Extracted records:
[Start of section]

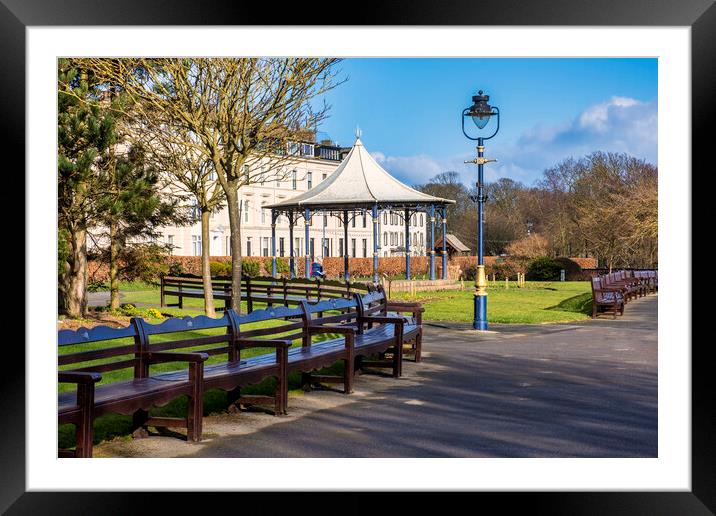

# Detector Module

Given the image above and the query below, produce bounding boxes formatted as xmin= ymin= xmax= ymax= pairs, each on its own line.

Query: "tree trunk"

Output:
xmin=59 ymin=226 xmax=88 ymax=318
xmin=225 ymin=186 xmax=242 ymax=313
xmin=201 ymin=208 xmax=216 ymax=317
xmin=109 ymin=221 xmax=120 ymax=310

[End of section]

> [TASK]:
A word-for-word restatement of the lines running from the one with "Given the image" to the last line of the records is the whole answer.

> [RESULT OF THIS TASK]:
Given the image above and the query below, produce bounding boxes formatted as xmin= ymin= xmax= ymax= pairs, each on its own line.

Query: "tree trunk"

Output:
xmin=59 ymin=226 xmax=88 ymax=318
xmin=225 ymin=186 xmax=242 ymax=313
xmin=201 ymin=208 xmax=216 ymax=317
xmin=109 ymin=221 xmax=120 ymax=310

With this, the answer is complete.